Dataset records
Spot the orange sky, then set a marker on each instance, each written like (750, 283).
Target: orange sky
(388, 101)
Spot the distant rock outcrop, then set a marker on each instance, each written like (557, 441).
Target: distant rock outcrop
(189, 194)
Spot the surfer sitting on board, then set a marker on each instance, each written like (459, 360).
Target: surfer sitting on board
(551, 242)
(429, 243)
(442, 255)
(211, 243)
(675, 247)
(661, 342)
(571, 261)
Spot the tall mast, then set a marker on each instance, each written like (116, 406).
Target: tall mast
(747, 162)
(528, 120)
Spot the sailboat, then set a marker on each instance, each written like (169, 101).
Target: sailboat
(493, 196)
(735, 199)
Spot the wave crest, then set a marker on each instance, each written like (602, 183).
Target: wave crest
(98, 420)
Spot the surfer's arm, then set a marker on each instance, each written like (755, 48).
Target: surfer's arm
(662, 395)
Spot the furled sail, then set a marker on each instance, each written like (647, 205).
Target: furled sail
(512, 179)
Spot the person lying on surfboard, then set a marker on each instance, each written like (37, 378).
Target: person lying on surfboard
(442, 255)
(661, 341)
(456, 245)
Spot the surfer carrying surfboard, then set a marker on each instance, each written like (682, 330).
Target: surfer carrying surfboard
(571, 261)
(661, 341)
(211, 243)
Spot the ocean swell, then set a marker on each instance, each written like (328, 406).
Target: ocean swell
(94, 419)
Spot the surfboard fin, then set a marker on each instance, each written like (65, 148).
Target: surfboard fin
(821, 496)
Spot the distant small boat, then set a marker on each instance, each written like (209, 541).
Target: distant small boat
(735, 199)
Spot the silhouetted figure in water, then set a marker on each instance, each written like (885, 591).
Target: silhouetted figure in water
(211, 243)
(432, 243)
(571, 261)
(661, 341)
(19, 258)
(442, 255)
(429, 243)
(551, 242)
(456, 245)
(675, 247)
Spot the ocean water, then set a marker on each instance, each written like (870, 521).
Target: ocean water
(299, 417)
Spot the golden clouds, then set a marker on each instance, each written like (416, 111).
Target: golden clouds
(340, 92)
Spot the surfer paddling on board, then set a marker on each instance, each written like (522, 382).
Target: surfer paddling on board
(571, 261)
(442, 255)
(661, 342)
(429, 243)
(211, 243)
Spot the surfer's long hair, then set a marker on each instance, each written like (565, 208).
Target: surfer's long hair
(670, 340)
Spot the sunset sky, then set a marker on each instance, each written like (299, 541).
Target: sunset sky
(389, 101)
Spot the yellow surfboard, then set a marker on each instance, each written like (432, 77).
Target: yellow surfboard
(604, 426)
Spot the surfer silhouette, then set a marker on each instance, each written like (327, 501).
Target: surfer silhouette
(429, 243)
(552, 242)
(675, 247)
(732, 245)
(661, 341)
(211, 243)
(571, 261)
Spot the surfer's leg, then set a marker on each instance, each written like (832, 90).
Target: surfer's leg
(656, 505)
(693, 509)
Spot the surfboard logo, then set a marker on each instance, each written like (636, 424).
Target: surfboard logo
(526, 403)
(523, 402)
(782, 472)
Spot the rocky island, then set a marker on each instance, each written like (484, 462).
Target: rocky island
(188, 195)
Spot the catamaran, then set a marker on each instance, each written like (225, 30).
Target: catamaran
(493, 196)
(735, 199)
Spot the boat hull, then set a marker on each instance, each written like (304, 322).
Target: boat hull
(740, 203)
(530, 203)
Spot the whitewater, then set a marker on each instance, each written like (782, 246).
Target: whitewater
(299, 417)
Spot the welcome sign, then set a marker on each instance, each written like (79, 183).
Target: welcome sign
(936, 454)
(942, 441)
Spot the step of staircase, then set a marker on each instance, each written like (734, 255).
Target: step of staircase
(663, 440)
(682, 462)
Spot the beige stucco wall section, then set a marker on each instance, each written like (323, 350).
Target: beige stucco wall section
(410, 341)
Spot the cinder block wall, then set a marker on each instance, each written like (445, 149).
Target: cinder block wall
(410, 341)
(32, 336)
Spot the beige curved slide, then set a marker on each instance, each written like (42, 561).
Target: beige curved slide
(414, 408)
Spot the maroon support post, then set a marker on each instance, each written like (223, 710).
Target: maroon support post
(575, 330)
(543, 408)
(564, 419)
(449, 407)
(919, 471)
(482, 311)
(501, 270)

--

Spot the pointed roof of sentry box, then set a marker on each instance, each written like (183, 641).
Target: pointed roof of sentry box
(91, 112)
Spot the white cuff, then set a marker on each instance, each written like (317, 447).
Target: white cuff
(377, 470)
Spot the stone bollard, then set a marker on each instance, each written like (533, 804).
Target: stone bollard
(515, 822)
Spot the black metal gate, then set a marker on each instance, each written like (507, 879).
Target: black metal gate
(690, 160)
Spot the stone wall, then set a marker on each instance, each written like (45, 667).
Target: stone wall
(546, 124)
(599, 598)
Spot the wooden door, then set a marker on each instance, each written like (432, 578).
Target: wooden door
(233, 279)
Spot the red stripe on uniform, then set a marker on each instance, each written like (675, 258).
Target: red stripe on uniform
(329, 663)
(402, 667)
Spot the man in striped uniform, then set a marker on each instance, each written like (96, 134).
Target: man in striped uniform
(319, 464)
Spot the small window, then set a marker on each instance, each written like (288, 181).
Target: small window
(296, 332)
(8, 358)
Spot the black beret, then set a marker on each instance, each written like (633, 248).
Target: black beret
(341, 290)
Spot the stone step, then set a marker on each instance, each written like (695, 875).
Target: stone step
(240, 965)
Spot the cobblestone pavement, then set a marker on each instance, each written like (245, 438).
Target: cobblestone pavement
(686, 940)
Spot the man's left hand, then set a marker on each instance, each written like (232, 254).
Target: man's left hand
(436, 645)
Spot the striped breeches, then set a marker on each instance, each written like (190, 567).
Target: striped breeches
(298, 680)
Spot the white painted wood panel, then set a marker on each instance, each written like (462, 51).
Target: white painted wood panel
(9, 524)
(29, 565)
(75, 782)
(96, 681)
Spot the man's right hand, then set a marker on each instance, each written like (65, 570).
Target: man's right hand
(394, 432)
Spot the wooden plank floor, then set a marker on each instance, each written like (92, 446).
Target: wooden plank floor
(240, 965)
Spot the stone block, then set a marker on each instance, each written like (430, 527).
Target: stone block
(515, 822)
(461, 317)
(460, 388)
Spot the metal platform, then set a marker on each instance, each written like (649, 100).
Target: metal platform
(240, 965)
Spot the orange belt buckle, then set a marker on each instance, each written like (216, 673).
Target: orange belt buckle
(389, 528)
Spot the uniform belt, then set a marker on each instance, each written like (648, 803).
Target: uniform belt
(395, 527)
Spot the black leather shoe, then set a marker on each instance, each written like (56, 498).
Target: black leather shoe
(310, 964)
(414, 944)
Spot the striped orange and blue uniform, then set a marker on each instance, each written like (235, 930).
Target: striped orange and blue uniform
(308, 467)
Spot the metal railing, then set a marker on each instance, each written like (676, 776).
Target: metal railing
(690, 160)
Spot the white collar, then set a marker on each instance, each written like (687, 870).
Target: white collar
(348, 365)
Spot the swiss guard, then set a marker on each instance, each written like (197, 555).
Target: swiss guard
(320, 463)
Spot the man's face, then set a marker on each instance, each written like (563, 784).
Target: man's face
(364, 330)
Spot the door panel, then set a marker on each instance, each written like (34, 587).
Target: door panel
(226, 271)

Task
Locate each line in the items above that contains the string "carrying", and copy those lines. Matching is case-sensitive.

Output of the exercise
Spot the surfer carrying surfboard, then set a marker on each instance, each written like (682, 330).
Target: surfer carrying surfboard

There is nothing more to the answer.